◆ WHAT THE TASK REQUIRES
Every line holding the string "blue" should be copied from the listing.

◆ DATA LISTING
◇ ◇ ◇ ◇

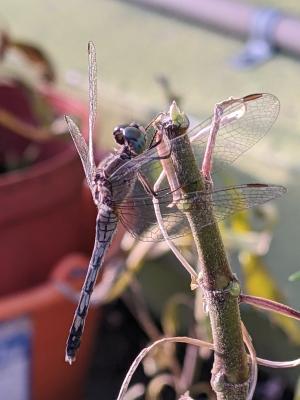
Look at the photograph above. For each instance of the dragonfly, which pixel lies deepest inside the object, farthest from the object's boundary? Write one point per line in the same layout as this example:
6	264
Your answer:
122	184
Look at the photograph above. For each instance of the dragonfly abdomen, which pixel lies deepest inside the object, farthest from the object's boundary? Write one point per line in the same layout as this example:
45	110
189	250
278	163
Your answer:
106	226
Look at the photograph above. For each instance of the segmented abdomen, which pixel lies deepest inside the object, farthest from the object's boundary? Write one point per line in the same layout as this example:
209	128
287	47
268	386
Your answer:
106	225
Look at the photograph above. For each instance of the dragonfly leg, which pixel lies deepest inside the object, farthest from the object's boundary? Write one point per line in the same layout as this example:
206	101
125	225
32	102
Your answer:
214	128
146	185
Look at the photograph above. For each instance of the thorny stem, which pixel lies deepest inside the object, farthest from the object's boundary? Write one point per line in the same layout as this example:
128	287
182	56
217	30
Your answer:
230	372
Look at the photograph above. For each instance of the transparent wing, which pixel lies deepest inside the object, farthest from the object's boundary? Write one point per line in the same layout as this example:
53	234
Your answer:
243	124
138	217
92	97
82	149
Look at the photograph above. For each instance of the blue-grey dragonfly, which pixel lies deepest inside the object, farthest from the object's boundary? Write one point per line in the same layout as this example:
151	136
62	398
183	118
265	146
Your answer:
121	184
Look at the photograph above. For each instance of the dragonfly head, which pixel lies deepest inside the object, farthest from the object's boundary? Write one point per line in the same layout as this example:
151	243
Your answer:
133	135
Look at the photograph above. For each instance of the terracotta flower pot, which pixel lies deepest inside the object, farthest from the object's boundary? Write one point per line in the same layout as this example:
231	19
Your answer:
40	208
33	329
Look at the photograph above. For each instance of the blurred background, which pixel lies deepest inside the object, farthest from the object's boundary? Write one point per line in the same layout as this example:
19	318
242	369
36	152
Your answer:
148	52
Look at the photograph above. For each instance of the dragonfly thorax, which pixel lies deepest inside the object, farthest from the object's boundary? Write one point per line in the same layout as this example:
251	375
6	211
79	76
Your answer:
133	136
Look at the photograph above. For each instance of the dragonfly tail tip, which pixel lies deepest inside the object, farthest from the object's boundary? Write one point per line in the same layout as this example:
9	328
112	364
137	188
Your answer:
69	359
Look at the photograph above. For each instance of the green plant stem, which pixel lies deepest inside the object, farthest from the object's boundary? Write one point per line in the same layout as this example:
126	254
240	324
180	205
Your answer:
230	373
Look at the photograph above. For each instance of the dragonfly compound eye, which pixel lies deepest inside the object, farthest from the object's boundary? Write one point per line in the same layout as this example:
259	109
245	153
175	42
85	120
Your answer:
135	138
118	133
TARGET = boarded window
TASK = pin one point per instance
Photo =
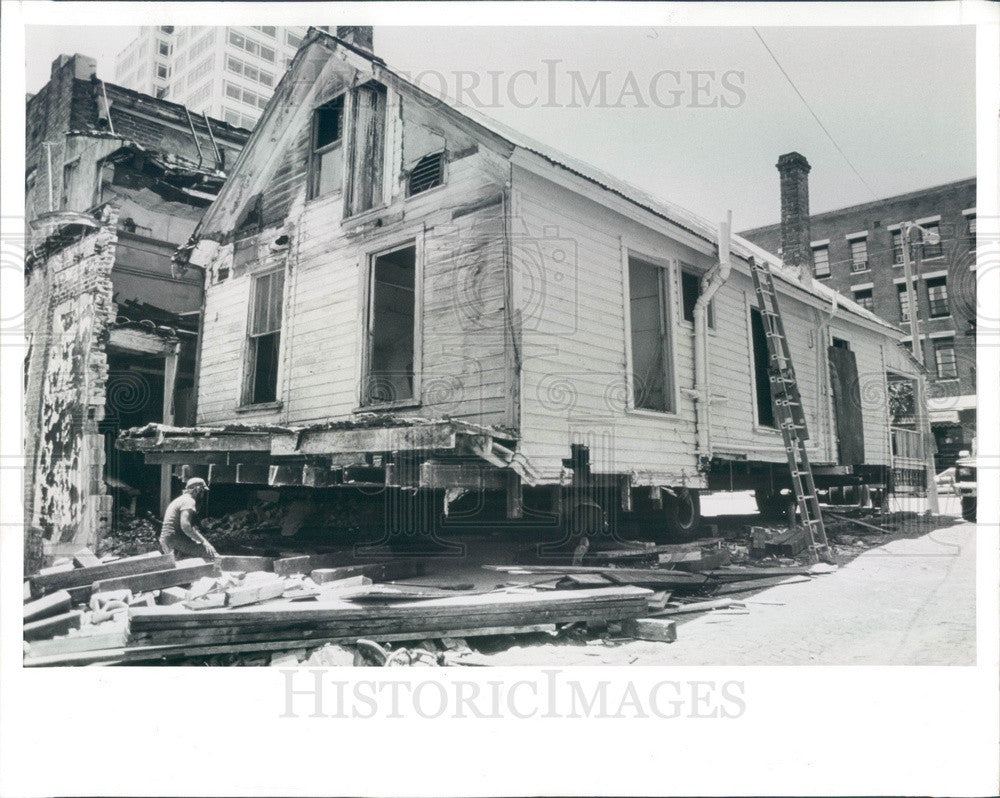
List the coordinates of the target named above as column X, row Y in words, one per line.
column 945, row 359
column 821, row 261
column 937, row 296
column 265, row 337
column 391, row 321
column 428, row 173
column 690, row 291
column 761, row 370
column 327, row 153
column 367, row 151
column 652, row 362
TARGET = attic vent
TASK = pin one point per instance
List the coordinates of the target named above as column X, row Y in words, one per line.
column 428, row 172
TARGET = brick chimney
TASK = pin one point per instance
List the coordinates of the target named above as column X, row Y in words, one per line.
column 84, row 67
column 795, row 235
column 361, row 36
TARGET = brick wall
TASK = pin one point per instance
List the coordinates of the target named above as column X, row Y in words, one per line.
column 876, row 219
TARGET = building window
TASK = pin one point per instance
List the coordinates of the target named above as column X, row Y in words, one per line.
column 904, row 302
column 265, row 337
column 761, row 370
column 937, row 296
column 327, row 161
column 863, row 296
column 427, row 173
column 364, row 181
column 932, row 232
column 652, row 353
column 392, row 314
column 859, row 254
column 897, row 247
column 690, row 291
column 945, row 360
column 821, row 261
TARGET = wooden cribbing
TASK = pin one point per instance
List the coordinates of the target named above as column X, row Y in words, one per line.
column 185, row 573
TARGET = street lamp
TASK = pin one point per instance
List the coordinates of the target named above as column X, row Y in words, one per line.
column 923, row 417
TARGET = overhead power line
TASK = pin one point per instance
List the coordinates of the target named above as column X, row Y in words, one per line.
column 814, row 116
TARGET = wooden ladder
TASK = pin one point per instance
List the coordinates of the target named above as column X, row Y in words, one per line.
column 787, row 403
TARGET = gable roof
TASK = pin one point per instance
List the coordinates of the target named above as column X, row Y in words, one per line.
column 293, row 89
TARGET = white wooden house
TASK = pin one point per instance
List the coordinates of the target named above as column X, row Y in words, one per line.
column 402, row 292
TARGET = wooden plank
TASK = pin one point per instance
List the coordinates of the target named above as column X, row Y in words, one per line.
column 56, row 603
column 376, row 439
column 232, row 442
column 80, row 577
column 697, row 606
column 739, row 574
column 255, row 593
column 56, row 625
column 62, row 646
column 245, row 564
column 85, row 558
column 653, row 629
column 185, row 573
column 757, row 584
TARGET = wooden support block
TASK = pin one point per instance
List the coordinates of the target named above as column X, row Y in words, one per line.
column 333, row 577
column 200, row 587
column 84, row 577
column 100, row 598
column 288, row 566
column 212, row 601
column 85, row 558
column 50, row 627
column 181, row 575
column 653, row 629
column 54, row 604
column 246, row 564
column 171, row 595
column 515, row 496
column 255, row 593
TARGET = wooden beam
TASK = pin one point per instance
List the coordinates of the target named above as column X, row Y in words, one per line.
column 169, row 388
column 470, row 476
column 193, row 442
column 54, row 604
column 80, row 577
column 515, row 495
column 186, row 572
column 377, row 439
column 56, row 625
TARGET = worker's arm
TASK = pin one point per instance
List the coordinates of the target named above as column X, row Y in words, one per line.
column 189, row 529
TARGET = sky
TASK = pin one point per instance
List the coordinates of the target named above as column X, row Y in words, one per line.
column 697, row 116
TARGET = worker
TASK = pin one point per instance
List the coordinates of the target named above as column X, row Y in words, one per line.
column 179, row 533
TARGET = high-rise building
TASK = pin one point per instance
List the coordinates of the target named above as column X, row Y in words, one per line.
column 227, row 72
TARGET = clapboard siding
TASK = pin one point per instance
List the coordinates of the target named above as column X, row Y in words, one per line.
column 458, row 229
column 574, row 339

◇ ◇ ◇ ◇

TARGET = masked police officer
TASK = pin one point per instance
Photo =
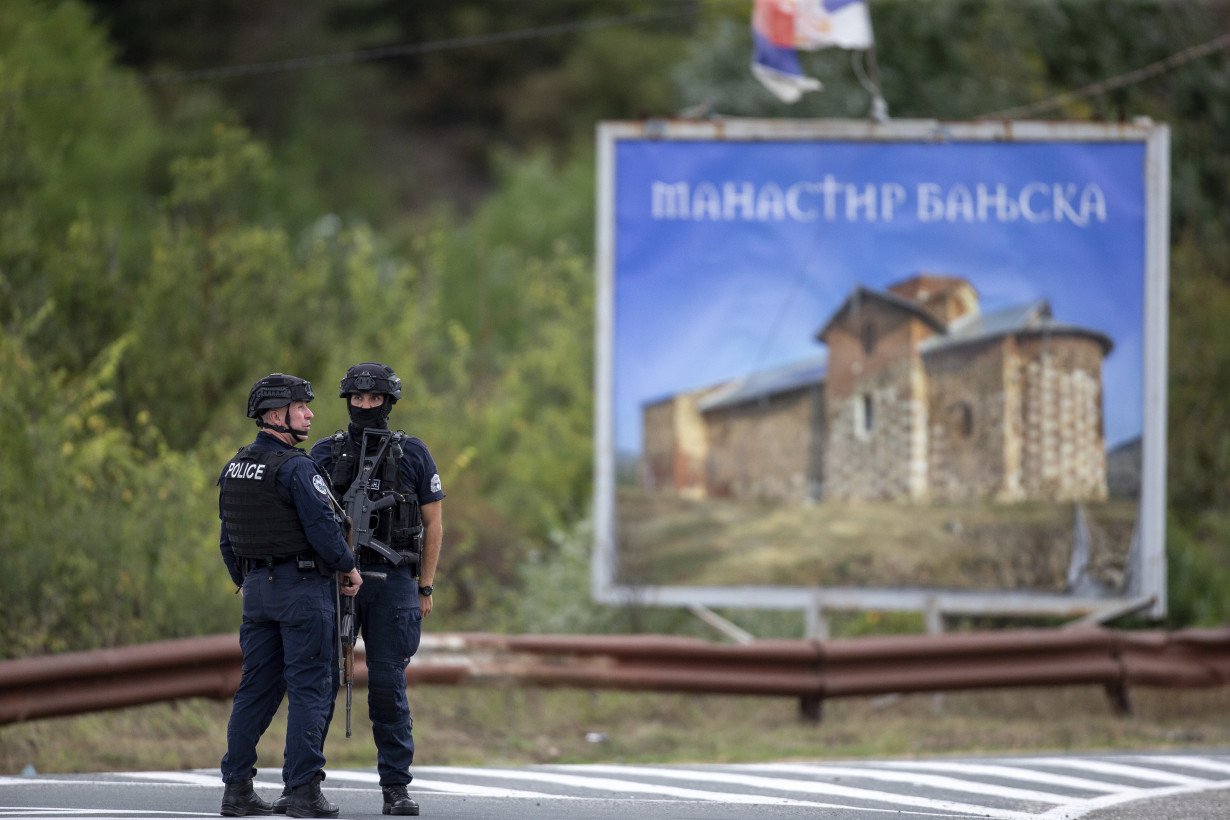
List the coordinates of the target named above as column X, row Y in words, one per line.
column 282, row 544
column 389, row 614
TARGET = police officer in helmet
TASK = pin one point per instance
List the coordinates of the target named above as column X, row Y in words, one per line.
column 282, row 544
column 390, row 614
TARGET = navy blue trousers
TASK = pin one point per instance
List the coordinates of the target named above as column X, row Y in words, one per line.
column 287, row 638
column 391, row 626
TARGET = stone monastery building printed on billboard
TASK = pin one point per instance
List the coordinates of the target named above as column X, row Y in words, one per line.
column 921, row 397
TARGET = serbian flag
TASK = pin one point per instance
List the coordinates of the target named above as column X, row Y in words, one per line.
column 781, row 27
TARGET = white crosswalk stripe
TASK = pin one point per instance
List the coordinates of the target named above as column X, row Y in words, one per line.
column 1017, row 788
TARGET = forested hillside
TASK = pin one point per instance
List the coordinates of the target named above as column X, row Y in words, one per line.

◇ ◇ ◇ ◇

◆ TASK RESPONSE
Look at the photograph above. For each instance of the blue-grey dragonfly, which pixel lies deepest inside the object, farthest from the object's boundary? Write one point per line in the same layout as this example:
TARGET = navy blue trousers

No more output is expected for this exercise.